◆ Extracted material:
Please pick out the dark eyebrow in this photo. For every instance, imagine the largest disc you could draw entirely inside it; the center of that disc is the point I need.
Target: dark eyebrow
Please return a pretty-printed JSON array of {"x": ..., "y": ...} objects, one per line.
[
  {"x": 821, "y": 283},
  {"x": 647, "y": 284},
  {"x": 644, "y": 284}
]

◆ What to do:
Write out the lines above exactly, but only from the one containing "Please return a" through the last one.

◆ Answer section:
Please return a pretty-printed JSON array of {"x": ..., "y": ...} objects, one per line.
[
  {"x": 821, "y": 283},
  {"x": 647, "y": 284},
  {"x": 644, "y": 284}
]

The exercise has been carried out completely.